> _THE REQUEST_: Reproduce all the lines below exactly and omit the images.

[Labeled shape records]
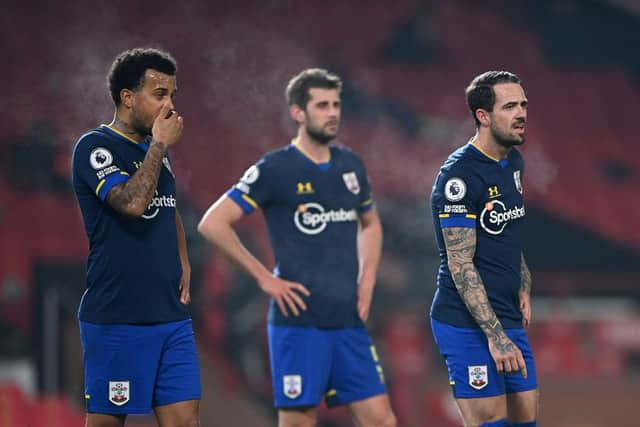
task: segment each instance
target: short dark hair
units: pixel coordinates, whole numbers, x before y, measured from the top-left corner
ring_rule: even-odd
[[[120,91],[141,87],[148,69],[174,76],[178,71],[178,65],[171,54],[153,48],[130,49],[116,56],[107,76],[111,98],[116,107],[122,102]]]
[[[307,68],[289,80],[285,96],[287,103],[297,105],[306,110],[307,103],[311,99],[309,89],[336,89],[342,90],[342,80],[337,74],[330,73],[322,68]]]
[[[493,87],[500,83],[520,84],[521,81],[518,76],[509,71],[487,71],[474,77],[464,91],[467,106],[476,126],[480,125],[476,117],[476,110],[482,108],[489,112],[493,111],[493,106],[496,103],[496,93]]]

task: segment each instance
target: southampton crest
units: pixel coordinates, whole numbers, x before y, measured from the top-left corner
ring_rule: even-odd
[[[343,173],[342,179],[344,180],[344,185],[347,186],[347,190],[353,194],[360,193],[360,183],[358,182],[358,176],[355,172]]]

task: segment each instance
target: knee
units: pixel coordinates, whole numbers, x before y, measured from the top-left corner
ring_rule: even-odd
[[[385,417],[380,419],[380,422],[375,427],[397,427],[398,420],[393,412],[389,412]]]
[[[200,427],[200,421],[196,416],[186,420],[182,420],[176,425],[176,427]]]

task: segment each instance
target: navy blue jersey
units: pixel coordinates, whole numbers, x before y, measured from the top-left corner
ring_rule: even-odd
[[[373,202],[365,167],[351,150],[332,146],[331,160],[317,164],[291,144],[251,166],[227,195],[245,213],[262,208],[274,273],[311,292],[298,317],[284,317],[271,301],[271,324],[363,326],[357,311],[358,214]]]
[[[431,316],[459,327],[478,327],[460,298],[447,266],[442,229],[475,228],[474,265],[489,302],[505,328],[521,328],[518,290],[521,282],[524,163],[515,148],[497,161],[472,144],[455,151],[440,169],[431,193],[431,209],[440,253],[438,288]]]
[[[142,215],[106,202],[115,185],[142,164],[149,144],[101,126],[73,150],[73,187],[89,239],[87,290],[79,318],[90,323],[160,323],[189,318],[179,301],[182,275],[176,230],[176,185],[163,158],[156,195]]]

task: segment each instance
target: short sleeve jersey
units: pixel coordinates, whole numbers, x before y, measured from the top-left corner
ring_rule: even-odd
[[[442,230],[476,230],[474,265],[489,302],[505,328],[522,327],[518,290],[521,284],[522,196],[524,163],[513,148],[496,160],[469,143],[455,151],[436,177],[431,209],[440,254],[437,290],[431,316],[459,327],[478,327],[456,290],[447,265]]]
[[[106,202],[109,191],[140,167],[148,147],[148,141],[136,143],[104,125],[74,147],[73,187],[89,239],[82,321],[149,324],[190,317],[179,301],[182,267],[169,157],[163,158],[155,197],[141,217],[118,213]]]
[[[262,209],[274,273],[311,292],[298,317],[284,317],[271,301],[269,322],[275,325],[363,326],[357,312],[358,215],[371,209],[371,189],[351,150],[330,150],[325,164],[314,163],[295,144],[271,152],[227,193],[246,214]]]

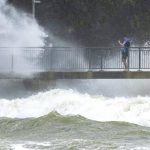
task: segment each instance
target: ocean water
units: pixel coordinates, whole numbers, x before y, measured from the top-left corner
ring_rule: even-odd
[[[52,89],[0,99],[0,150],[149,150],[150,97]]]

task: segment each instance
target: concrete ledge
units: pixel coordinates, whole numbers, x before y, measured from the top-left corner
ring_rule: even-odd
[[[35,78],[40,79],[150,79],[150,72],[44,72]]]
[[[150,79],[150,72],[124,72],[124,71],[100,71],[100,72],[41,72],[32,76],[19,74],[0,74],[0,79],[32,79],[32,80],[56,80],[56,79]]]

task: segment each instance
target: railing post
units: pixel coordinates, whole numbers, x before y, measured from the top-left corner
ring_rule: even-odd
[[[139,71],[141,70],[141,48],[139,47]]]
[[[128,58],[127,58],[127,61],[128,61],[128,71],[130,69],[130,48],[128,50]]]
[[[91,70],[91,63],[92,63],[91,49],[88,49],[88,55],[89,55],[89,70]]]
[[[14,71],[14,50],[12,49],[12,54],[11,54],[11,73]]]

> _TASK RESULT_:
task: segment each instance
target: short dark hair
units: pixel coordinates, whole numbers, x before y, measured from the top-left corner
ring_rule: even-odd
[[[120,91],[141,87],[148,69],[174,76],[178,71],[178,65],[171,54],[153,48],[130,49],[116,56],[107,76],[111,98],[116,107],[122,102]]]
[[[307,68],[289,80],[285,96],[287,103],[297,105],[306,110],[307,103],[311,99],[309,89],[336,89],[342,90],[342,80],[337,74],[330,73],[322,68]]]
[[[493,87],[500,83],[520,84],[521,81],[518,76],[509,71],[487,71],[474,77],[464,91],[467,106],[476,126],[480,125],[476,117],[476,110],[482,108],[489,112],[493,111],[493,106],[496,103],[496,93]]]

task: segment each instance
target: southampton crest
units: pixel coordinates, whole numbers, x before y, measured from the top-left corner
ring_rule: even-odd
[[[343,173],[342,179],[344,180],[344,185],[347,186],[347,190],[353,194],[360,193],[360,183],[358,182],[358,176],[355,172]]]

task: segment each instance
target: knee
units: pixel coordinates, whole numbers, x before y, measured from the top-left corner
ring_rule: even-odd
[[[385,417],[380,419],[380,422],[375,427],[397,427],[398,420],[393,412],[389,412]]]
[[[200,427],[200,421],[196,416],[186,420],[182,420],[176,425],[176,427]]]

task: segment each instance
target: navy blue jersey
units: pixel coordinates, whole numbers, x before y, measured from the top-left corner
ring_rule: even-odd
[[[373,202],[365,167],[351,150],[332,146],[331,160],[317,164],[291,144],[251,166],[227,195],[245,213],[262,208],[274,273],[311,292],[298,317],[284,317],[271,301],[271,324],[363,326],[357,311],[358,214]]]
[[[431,316],[459,327],[478,327],[460,298],[447,266],[442,229],[475,228],[474,265],[489,302],[505,328],[521,328],[518,290],[521,282],[524,163],[515,148],[497,161],[472,144],[455,151],[440,169],[431,193],[431,209],[440,253],[438,288]]]
[[[142,215],[106,202],[115,185],[142,164],[149,144],[101,126],[73,150],[73,187],[89,239],[87,290],[79,318],[90,323],[160,323],[189,318],[179,301],[182,275],[176,230],[176,185],[163,158],[156,195]]]

task: segment each instance
target: short sleeve jersey
units: pixel coordinates, whole numbers, x before y, measured from the top-left corner
ring_rule: even-odd
[[[442,230],[476,230],[474,265],[489,302],[505,328],[522,327],[518,290],[521,284],[522,196],[524,163],[513,148],[496,160],[469,143],[455,151],[436,177],[431,209],[440,254],[437,290],[431,316],[459,327],[478,327],[456,290],[447,265]]]
[[[106,202],[109,191],[140,167],[148,147],[148,141],[136,143],[104,125],[74,147],[73,187],[89,239],[82,321],[149,324],[190,317],[179,301],[182,267],[169,157],[163,158],[155,197],[141,217],[118,213]]]
[[[262,209],[274,273],[311,292],[298,317],[284,317],[271,301],[269,322],[275,325],[363,326],[357,312],[358,215],[371,209],[371,189],[351,150],[330,150],[325,164],[314,163],[295,144],[271,152],[227,193],[246,214]]]

task: segment each instance
target: ocean water
units: pixel coordinates, whole numbers, x before y, measured from the top-left corner
ring_rule: even-odd
[[[52,89],[0,99],[0,150],[149,150],[150,97]]]

task: segment each instance
target: concrete ledge
units: pixel coordinates, whole numbers, x before y, measured from the top-left corner
ring_rule: even-odd
[[[35,78],[40,79],[150,79],[150,72],[44,72]]]
[[[150,79],[150,72],[124,72],[124,71],[100,71],[100,72],[41,72],[32,76],[19,74],[0,74],[0,79],[32,79],[32,80],[56,80],[56,79]]]

task: segment each instance
target: railing post
units: pixel coordinates, whole numbers, x before y, measured from the top-left corner
ring_rule: even-odd
[[[139,71],[141,70],[141,48],[139,47]]]
[[[128,58],[127,58],[127,61],[128,61],[128,71],[130,69],[130,48],[128,50]]]
[[[91,70],[91,63],[92,63],[91,49],[88,49],[88,55],[89,55],[89,70]]]
[[[14,71],[14,50],[12,49],[12,54],[11,54],[11,73]]]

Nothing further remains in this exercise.